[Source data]

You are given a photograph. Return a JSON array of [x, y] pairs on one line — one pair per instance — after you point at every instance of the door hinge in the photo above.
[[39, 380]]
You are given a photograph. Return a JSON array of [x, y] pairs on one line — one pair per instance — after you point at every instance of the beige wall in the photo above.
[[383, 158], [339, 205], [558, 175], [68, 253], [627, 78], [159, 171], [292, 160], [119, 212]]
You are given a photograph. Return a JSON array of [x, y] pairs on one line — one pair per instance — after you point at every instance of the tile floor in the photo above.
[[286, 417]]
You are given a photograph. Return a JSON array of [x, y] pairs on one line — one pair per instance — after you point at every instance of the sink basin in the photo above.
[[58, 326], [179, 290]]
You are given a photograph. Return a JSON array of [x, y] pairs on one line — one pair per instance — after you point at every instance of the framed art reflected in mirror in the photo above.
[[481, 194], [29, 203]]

**ASSIGNMENT**
Only the final stretch of the entries above is needed: print exactly the lines from the line containing "wall in the photo above." through the last one.

**RESPONSE BELOW**
You are given a photograph. Return a JSON array of [x, y] pairs on one line — one pair per instance — after you point at every instance of the beige wall in the photo above.
[[383, 158], [339, 205], [558, 175], [68, 253], [627, 78], [159, 171], [292, 160], [119, 212]]
You are given a photograph. Return a JSON array of [x, y] pairs on one line — one pair per instance — after you point at every instance of the tile floor in the photo above.
[[286, 417]]
You are given a photograph. Return a JSON array of [x, y] pairs on one line — one pair per instance — after you point at every instance of the sink basin in the photo above.
[[58, 326], [179, 290]]
You are given a photograph. Return a JSON array of [x, y] pairs on one line — one pair per instance — after you point at every instance of the framed art reflected in mirror in the photo above.
[[481, 194], [29, 203]]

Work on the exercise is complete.